Page text:
# # #
The current 704 reported cases during this first third of 2019 outnumber the 667 cases recorded across the entirety of 2014. Only during 2014 and 2019 have the number of measles cases climbed above 400. Much of this year’s outbreak stems from localized outbreaks in Rockland County, New York, Washington state, and New York City, where authorities have mandated vaccinations for several zip codes. The entire state of New York alone comprises 75% of all reported measles cases. Additionally, in Michigan, Georgia, New Jersey, Maryland, and three California counties, localized outbreaks involving three or more cases have been reported.

In addition to the CDC, the Food and Drug Administration has also stepped in to comment and act on the measles outbreak. Peter Marks, director of the FDA’s Center for Biologics Evaluation and Research, recently commented that measles now presents a veritable public health threat. As well, the FDA took the rare step of issuing a public reminder that the measles, mumps, and rubella (MMR) vaccine is not just safe, but 97% effective.

Experts point to a lack of vaccinations among both children and adults as a major driver of measles’ return. Currently, hundreds of thousands of children under the age of 2 have yet to receive the MMR vaccine. Standard practice for vaccine administration is to administer one dose at 12 to 15 months, with a second and final dose administered between the ages of 4 to 6.
# # #
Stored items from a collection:
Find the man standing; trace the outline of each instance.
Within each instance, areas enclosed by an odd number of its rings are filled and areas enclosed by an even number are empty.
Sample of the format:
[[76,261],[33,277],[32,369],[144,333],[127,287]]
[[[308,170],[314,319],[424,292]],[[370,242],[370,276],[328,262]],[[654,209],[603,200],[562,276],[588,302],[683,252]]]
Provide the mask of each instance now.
# # #
Tasks to carry out:
(1) According to the measles passage, what share of all reported measles cases comes from the state of New York?
(2) Continue the measles passage from its last sentence onward.
These items are separate material, apart from the measles passage.

Replies:
(1) 75%

(2)
Measles can be spread quite easily, via pathways similar to those via which the common cold and flu spread. The highly infectious virus can rapidly infect unvaccinated children and adults if a person with the virus sneezes or coughs in their vicinity. Although many people who contract the disease fully recover from it, one to two people per 100,000 die from the virus, with long-term symptoms and damage possible.

Among the most dangerous potential side effects of measles is pneumonia, which 5% of children who contract the disease experience. Pneumonia is also the most common cause of measles-related deaths in children. As well, one out of every 1,000 children who contract measles will also develop encephalitis, brain swelling that can result in seizures, sensory loss, or even learning disabilities. In a statement delivered on April 29th, Health and Human Services Secretary Alex Azar spared no words about the dangers that measles poses: “Measles is not a harmless childhood illness,” Azar said, “but a dangerous, highly contagious disease.”